**Prompt**
Whenever a line below mentions the word "photo", that line should be copied.

**Record set**

:::::

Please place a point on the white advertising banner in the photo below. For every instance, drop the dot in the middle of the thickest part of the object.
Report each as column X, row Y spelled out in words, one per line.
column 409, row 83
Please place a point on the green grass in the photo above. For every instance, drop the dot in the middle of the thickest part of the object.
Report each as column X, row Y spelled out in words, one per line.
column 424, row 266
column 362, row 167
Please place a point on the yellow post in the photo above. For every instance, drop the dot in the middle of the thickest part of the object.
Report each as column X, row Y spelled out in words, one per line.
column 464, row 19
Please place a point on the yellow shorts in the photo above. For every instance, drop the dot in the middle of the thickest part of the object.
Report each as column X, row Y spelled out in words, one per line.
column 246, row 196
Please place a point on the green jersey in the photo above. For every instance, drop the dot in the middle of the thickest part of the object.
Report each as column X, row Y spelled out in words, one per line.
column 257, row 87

:::::

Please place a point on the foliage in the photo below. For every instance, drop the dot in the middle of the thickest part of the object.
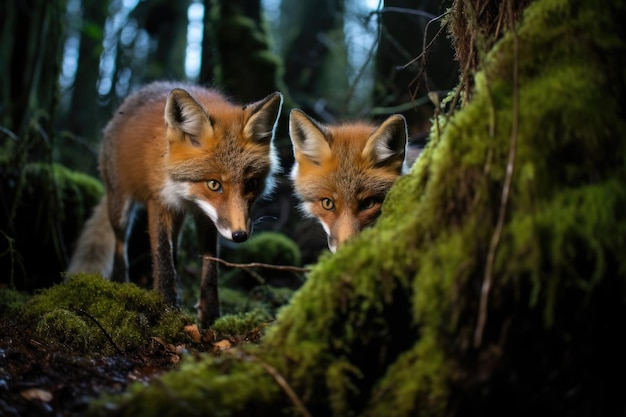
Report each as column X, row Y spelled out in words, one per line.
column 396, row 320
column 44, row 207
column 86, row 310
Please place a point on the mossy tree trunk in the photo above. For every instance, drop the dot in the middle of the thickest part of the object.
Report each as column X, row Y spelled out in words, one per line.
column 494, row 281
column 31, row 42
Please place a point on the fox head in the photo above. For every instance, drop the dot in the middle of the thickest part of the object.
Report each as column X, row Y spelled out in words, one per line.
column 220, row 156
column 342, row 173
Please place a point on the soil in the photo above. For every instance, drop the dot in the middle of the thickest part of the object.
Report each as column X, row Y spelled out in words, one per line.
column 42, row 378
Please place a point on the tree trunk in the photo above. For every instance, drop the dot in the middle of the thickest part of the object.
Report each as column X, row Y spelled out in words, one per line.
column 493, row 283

:::::

**The completed task**
Please place a point on the white advertising banner in the photo below. For every instance, drop the dot in the middle of the thickest part of the object.
Please place a point on the green grass in the photo above. For every instance, drop the dot in the middle of the thickest part of the object.
Please place a point on the yellow post in the photo above. For every instance, drop the dot in the middle of the thickest part of the object.
Please place a point on the yellow shorts in the photo above. For every instance, drop the dot in the middle of the thickest part of the object.
Please place a point on the green jersey in the photo above. For every instance, drop the dot in the middle of the thickest part of the object.
Please place a point on the foliage in the photo below. For every instance, drop the dot in the middle of the thickest part of the object.
Please place a point on the mossy tree trunk in the photo above. For every instance, drop the dot in the middle of the thickest part of the object.
Please place a point on the fox head in the photo above. For every instance, drop the dot in the middle of the thickest part of the object.
Please place a point on the soil in the photo above. For every instance, drop the dot in the middle of the thickest part of the object.
Please place a point on the tree trunk in the photo above. For every instance, drop the dot in the middle of the thickest part of the object.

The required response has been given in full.